Mydriatic drops: Cognitive effect?

March 1, 2011

Mydriatic eye drops do not seem to affect cognitive function, based on results of cognitive testing.

Little Rock, AR-Mydriatic eye drops do not seem to affect cognitive function, based on the results of cognitive testing, according to Inci Irak-Dersu, MD, MPH.

"A dilated eye examination is a part of routine, complete ocular examinations," she said. "[The eyes of] millions of patients are dilated each day with a sympathomimetic drug, such as phenylephrine, and an anticholinergic drug, such as tropicamide. The containers of these drops actually carry warning statements."

Use of tropicamide may result in cardiovascular collapse and labeling warns of central nervous system side effects, especially in children.

#### [Prompt A]
Answer these questions using the article on mydriatic drops above:
(i) Which anticholinergic drug does the article name as an example?
(ii) In which city is the article datelined?
(iii) What serious cardiovascular outcome does the article say may result from using tropicamide?
#### [Prompt B]
Continue the article on mydriatic drops from the point where it stops.

#### [Supplied data]
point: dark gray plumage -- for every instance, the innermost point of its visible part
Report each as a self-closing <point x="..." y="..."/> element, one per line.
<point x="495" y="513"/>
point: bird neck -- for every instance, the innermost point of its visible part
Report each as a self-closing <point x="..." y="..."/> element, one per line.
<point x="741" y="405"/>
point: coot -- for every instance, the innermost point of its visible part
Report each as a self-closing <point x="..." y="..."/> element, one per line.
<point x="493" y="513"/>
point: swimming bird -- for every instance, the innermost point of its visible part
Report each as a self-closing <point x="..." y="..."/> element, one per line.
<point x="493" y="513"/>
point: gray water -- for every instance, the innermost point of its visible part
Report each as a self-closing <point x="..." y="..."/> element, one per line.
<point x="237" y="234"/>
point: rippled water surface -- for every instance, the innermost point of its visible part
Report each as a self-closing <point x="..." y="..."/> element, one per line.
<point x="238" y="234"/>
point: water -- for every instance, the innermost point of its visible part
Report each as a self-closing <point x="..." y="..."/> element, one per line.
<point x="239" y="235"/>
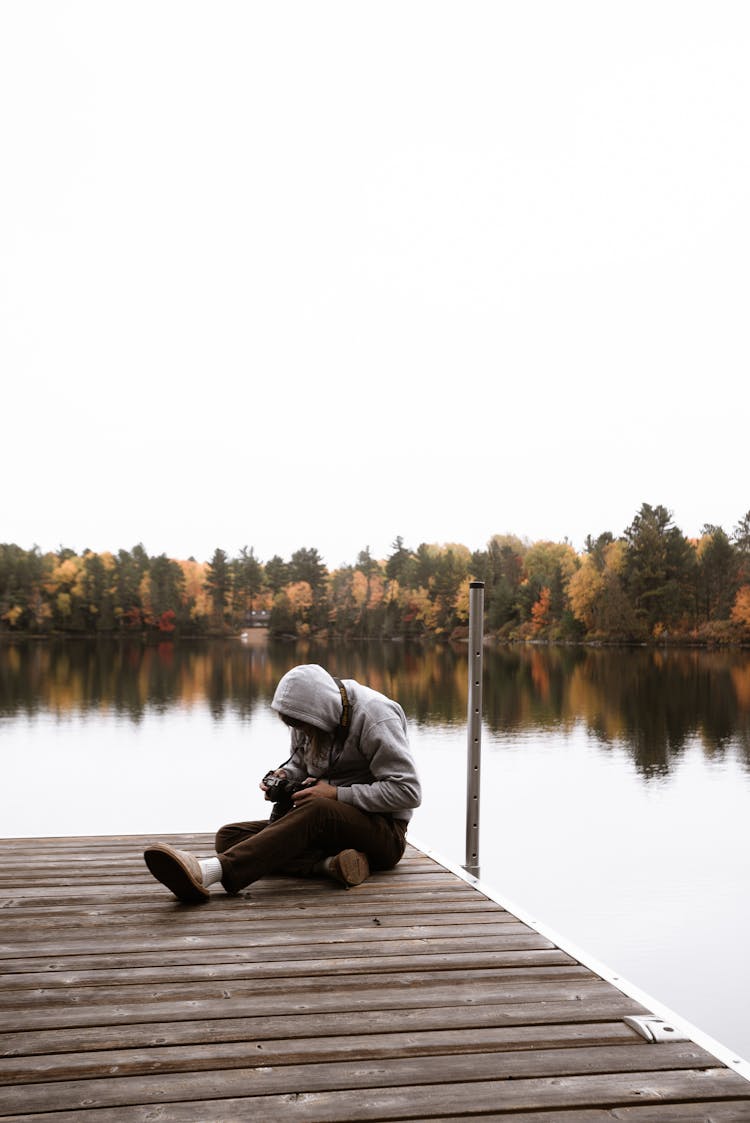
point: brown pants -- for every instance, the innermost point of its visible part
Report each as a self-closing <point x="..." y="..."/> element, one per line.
<point x="294" y="843"/>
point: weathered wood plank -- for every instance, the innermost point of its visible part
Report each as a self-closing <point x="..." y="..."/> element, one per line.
<point x="508" y="936"/>
<point x="186" y="1058"/>
<point x="272" y="1079"/>
<point x="247" y="968"/>
<point x="435" y="1101"/>
<point x="274" y="1026"/>
<point x="280" y="984"/>
<point x="332" y="998"/>
<point x="411" y="997"/>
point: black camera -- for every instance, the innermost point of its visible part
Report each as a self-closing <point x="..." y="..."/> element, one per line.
<point x="280" y="791"/>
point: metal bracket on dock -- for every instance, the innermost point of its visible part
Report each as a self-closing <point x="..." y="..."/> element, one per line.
<point x="655" y="1029"/>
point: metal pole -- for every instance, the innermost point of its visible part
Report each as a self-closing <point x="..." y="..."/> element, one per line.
<point x="474" y="754"/>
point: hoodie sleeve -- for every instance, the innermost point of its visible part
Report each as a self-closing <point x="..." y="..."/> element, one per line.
<point x="395" y="785"/>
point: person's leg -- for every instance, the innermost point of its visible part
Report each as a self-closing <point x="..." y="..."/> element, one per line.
<point x="234" y="833"/>
<point x="325" y="827"/>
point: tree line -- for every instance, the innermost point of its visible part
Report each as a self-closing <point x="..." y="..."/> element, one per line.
<point x="650" y="584"/>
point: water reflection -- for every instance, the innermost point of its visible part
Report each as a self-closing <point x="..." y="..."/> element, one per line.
<point x="654" y="702"/>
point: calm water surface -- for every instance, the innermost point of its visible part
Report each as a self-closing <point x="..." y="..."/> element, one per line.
<point x="615" y="785"/>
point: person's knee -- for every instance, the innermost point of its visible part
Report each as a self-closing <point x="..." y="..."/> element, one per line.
<point x="223" y="839"/>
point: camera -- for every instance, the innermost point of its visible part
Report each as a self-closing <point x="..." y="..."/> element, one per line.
<point x="280" y="791"/>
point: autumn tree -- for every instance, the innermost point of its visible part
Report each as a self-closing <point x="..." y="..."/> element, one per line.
<point x="307" y="565"/>
<point x="716" y="574"/>
<point x="659" y="569"/>
<point x="246" y="582"/>
<point x="398" y="563"/>
<point x="277" y="574"/>
<point x="218" y="585"/>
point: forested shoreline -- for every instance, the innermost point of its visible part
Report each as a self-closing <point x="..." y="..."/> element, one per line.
<point x="650" y="584"/>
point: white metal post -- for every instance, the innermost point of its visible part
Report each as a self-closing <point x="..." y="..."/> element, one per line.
<point x="474" y="747"/>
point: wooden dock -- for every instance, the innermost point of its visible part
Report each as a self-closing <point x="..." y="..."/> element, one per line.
<point x="412" y="996"/>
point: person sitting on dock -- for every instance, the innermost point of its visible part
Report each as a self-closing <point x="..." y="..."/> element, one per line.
<point x="343" y="800"/>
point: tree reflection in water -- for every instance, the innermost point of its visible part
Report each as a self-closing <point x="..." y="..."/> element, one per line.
<point x="652" y="702"/>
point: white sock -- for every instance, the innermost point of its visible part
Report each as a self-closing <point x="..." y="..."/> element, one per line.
<point x="210" y="870"/>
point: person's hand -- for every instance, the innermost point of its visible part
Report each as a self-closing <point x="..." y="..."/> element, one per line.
<point x="321" y="790"/>
<point x="279" y="772"/>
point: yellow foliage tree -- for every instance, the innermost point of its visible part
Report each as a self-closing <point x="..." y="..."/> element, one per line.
<point x="541" y="610"/>
<point x="740" y="613"/>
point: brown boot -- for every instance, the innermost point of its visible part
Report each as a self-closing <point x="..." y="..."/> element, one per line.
<point x="179" y="870"/>
<point x="349" y="867"/>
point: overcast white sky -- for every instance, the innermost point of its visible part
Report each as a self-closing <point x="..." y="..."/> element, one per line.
<point x="293" y="274"/>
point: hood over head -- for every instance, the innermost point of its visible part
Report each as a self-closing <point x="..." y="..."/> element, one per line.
<point x="309" y="693"/>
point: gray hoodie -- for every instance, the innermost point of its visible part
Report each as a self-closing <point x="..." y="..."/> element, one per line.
<point x="375" y="769"/>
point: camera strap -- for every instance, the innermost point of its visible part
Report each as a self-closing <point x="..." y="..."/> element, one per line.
<point x="343" y="730"/>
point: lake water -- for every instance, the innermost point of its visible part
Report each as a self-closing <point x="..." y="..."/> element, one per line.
<point x="615" y="784"/>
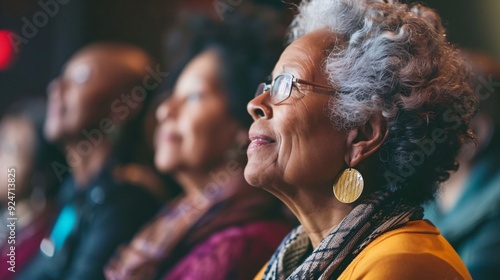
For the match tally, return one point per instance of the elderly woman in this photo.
(219, 227)
(362, 121)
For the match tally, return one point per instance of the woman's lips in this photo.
(257, 141)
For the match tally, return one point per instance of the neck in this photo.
(454, 187)
(319, 213)
(86, 167)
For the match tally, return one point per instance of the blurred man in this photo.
(90, 104)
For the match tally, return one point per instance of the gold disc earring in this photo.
(348, 186)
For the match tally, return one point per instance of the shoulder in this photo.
(236, 252)
(415, 251)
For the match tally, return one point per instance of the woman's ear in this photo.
(366, 139)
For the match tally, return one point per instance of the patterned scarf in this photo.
(377, 214)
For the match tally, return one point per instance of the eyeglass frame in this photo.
(268, 87)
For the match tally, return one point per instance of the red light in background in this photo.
(6, 50)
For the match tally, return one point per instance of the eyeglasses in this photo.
(281, 88)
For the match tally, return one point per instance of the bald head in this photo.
(95, 85)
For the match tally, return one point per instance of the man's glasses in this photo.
(281, 88)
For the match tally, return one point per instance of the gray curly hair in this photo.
(397, 62)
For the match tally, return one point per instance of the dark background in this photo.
(473, 25)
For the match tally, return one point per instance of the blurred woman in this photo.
(219, 228)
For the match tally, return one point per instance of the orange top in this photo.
(415, 251)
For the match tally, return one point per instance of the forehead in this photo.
(305, 56)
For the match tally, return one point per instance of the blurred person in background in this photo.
(24, 149)
(93, 114)
(219, 227)
(467, 210)
(338, 134)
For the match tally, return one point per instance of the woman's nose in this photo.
(260, 106)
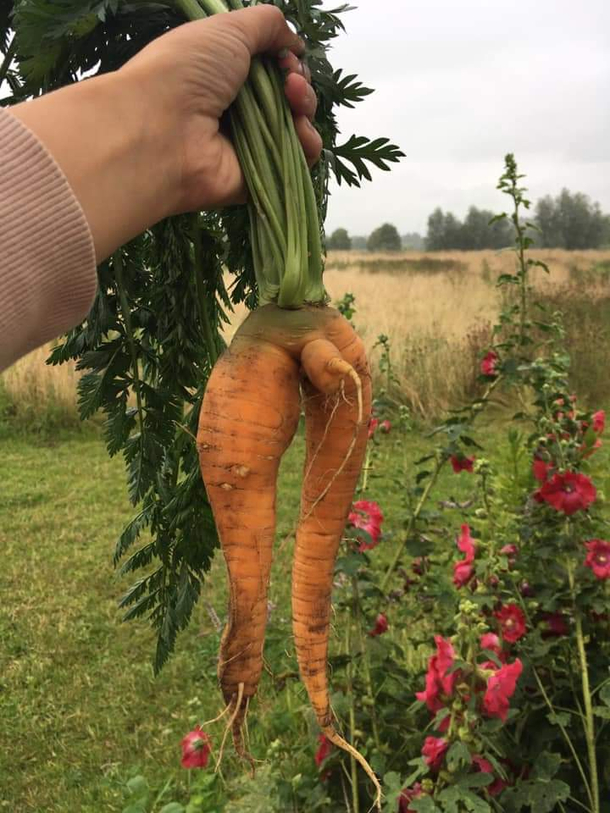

#### [Answer section A]
(i) Tropicamide
(ii) Little Rock, AR
(iii) Cardiovascular collapse

#### [Answer section B]
Dr. Irak-Dersu pointed out that there is a strong recommendation about applying digital pressure to the lacrimal sac for 2 to 3 minutes following instillation of the drops, but this is not performed universally.

In light of these warnings, she and her colleagues carried out a study to determine whether instillation of mydriatic drops affects cognitive function (i.e., memory, attention, or concentration). Dr. Irak-Dersu underscored the importance of knowing the effect of these drugs because "many times the medical or surgical plan is not discussed and informed consent is not obtained before pupil dilation."